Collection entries
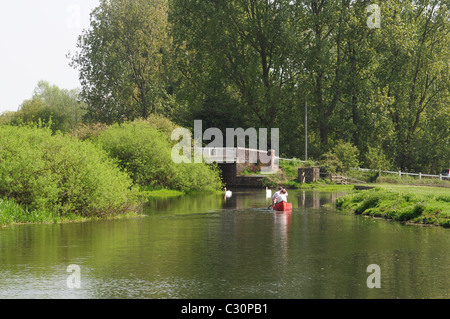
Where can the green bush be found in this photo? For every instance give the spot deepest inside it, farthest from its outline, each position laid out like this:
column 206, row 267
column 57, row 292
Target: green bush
column 144, row 152
column 61, row 174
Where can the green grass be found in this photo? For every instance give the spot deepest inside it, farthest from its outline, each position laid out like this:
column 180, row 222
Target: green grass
column 411, row 204
column 12, row 213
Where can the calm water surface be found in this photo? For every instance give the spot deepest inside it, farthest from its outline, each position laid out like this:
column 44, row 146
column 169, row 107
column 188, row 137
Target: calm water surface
column 212, row 247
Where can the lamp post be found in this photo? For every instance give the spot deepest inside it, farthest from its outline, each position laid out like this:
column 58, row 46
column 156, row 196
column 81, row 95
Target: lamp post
column 306, row 131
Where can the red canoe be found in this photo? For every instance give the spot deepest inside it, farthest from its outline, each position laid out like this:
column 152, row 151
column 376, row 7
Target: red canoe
column 282, row 206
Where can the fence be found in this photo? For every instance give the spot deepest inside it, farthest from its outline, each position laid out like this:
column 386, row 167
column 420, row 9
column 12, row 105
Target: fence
column 400, row 173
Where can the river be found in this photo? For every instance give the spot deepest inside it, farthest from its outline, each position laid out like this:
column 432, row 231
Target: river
column 213, row 247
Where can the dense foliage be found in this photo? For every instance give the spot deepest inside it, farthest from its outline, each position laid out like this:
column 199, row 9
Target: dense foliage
column 60, row 174
column 144, row 151
column 253, row 63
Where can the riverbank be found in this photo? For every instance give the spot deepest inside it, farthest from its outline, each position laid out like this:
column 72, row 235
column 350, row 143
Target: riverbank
column 13, row 214
column 422, row 205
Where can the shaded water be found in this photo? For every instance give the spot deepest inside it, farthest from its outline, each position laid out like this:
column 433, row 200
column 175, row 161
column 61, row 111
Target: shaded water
column 211, row 247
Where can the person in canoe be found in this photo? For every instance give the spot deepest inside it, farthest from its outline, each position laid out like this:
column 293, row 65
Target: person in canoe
column 283, row 196
column 276, row 195
column 279, row 196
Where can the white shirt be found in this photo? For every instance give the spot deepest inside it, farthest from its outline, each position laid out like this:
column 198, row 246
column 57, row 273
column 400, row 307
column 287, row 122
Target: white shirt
column 282, row 198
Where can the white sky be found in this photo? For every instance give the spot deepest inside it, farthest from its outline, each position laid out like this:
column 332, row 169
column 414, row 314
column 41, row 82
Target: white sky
column 35, row 37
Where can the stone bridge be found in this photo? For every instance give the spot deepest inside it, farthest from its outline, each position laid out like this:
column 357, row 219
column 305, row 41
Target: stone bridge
column 233, row 161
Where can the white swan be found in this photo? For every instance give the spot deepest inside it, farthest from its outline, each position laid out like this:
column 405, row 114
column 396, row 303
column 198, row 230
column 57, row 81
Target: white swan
column 268, row 193
column 227, row 193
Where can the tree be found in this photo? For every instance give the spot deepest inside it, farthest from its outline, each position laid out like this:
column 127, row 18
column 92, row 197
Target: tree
column 414, row 70
column 235, row 51
column 50, row 104
column 123, row 60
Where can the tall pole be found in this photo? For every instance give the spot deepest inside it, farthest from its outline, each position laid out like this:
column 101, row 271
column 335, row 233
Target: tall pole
column 306, row 130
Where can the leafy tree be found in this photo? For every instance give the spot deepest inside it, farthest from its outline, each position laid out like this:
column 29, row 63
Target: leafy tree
column 123, row 60
column 60, row 108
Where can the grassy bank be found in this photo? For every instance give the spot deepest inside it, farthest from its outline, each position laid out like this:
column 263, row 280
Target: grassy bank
column 287, row 177
column 12, row 214
column 409, row 204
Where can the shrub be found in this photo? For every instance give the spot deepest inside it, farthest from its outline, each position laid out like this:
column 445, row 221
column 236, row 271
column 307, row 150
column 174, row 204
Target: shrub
column 61, row 174
column 144, row 152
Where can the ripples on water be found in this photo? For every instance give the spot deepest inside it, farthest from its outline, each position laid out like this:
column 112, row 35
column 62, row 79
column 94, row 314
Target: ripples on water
column 212, row 247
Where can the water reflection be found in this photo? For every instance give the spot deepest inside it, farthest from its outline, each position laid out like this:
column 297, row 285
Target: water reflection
column 212, row 247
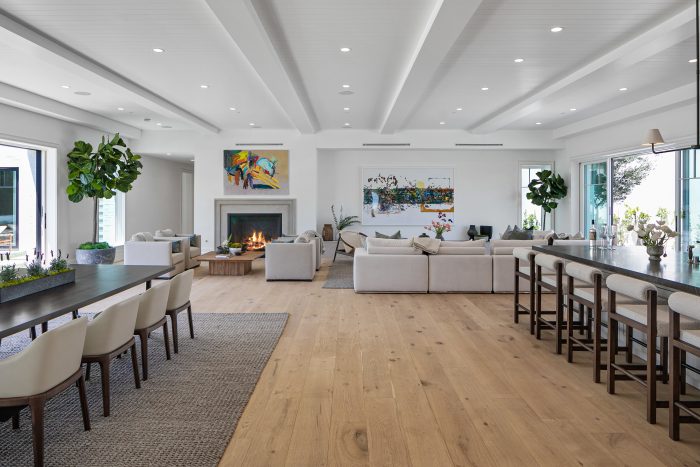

■ WORK INSTRUCTIONS ■
Although the records contain pictures, the output must hold only their exact wording.

■ RESULT OF THE EXERCISE ■
Where can the green bush be found in this photo? For every instance give the spot deepest inside it, farthest from its outline, each position laid out like this:
column 206, row 267
column 57, row 292
Target: green bush
column 144, row 152
column 61, row 174
Where can the green grass be found in this photo? For every instance give the spot deepest inside it, farthest from its outline, each position laid out like this:
column 180, row 222
Target: green grass
column 411, row 204
column 12, row 213
Where can the calm water surface be found in this photo? For every instance give the spot deepest inside it, farthest from its outline, each position laid out like this:
column 44, row 146
column 169, row 107
column 188, row 137
Target: calm water surface
column 212, row 247
Where can the lamp post be found in this photo? For every instance give the spot deepest inside it, farthest from its outline, each position laid out like this:
column 58, row 46
column 156, row 196
column 81, row 95
Target: lamp post
column 306, row 131
Where can the red canoe be found in this photo? For every instance give the spot deepest inside it, farthest from its outline, each position laid out like this:
column 152, row 151
column 376, row 7
Target: red canoe
column 282, row 206
Where can the fence be found in this photo? For every instance give the spot deepest inside it, farthest from its outline, each position laid out like this:
column 386, row 167
column 420, row 9
column 12, row 105
Target: fence
column 400, row 173
Where can the river be found in this photo? For every instance give the spot deepest inside it, farthest from its outline, each position laid out like this:
column 432, row 231
Target: river
column 213, row 247
Where can the dense foliage be found in this photo? For every instance give the spot deepest inside it, farthest from its outline, each position laid out like this:
column 199, row 9
Target: dense foliage
column 60, row 174
column 144, row 151
column 253, row 63
Where can the riverbank be found in this photo? For every instance give the spot deepest inside it, farthest from its outline, each position laid out like this:
column 72, row 235
column 350, row 143
Target: riverbank
column 13, row 214
column 422, row 205
Where can the shaded water be found in this photo? For every instance give the spot deepest inside it, farthest from its outline, each position laid out like this:
column 433, row 200
column 175, row 161
column 61, row 111
Target: shaded water
column 211, row 247
Where can the person in canoe be found in this photo? For every instance give the spot deepest inside it, farthest from its outline, each position laid out like this:
column 293, row 65
Target: person in canoe
column 283, row 196
column 276, row 195
column 279, row 196
Where can the white shirt be found in this photo? For every instance give the spot deepest inside it, farthest from its outline, each position laid out like this:
column 198, row 246
column 57, row 273
column 400, row 307
column 287, row 122
Target: white shirt
column 282, row 198
Where can the white sky be found in this photo? For every instance give the spot deepest inside it, farthest from its outline, each position laid out like this:
column 332, row 169
column 414, row 314
column 41, row 82
Target: white sky
column 35, row 37
Where can the stone bridge be found in this photo? For every instance give the spot deepest inside it, farthest from its outline, each position laid out like this:
column 357, row 219
column 305, row 41
Target: stone bridge
column 233, row 161
Where can the white swan be found in this photo? For every instance give the spot deepest inside it, farthest from its outline, each position laid out like this:
column 405, row 114
column 396, row 303
column 198, row 230
column 57, row 81
Target: white swan
column 268, row 193
column 227, row 193
Where can the tree be found in this photo? For every instance give the spot deepest inside it, farthest from its outline, each position laid out like this:
column 127, row 18
column 92, row 197
Target: tree
column 414, row 70
column 235, row 51
column 50, row 104
column 123, row 60
Where can the tall pole be found in this photo? For every instance give the spot deepest inside it, farthest from its outline, each position laid out like this:
column 101, row 271
column 335, row 233
Target: tall pole
column 306, row 130
Where can the leafy tree be found in this photo? For every instance give the spot deepest inside it, farthest from its outline, each position laid out like this:
column 29, row 63
Target: leafy tree
column 123, row 60
column 60, row 108
Where can the grassy bank be found in this photo? For every instance give the spot deepest inside it, farthest from its outline, each position laid out like this:
column 263, row 280
Target: grassy bank
column 287, row 177
column 12, row 214
column 409, row 204
Where can the shrub be found in this photo? For every instance give the spot deepest inside it, farthest from its outline, each position laid out like this:
column 445, row 221
column 236, row 271
column 307, row 150
column 174, row 204
Target: shrub
column 61, row 174
column 144, row 152
Where can the ripples on water be found in this photo? For every instance give the spot deepest inside it, farthest from its outline, each position laid out like this:
column 112, row 35
column 62, row 79
column 94, row 314
Target: ripples on water
column 212, row 247
Where can the water reflection be found in this photo? For every instance give the spot deepest inside it, farthest from its outline, each position laid out like this:
column 297, row 285
Target: water reflection
column 212, row 247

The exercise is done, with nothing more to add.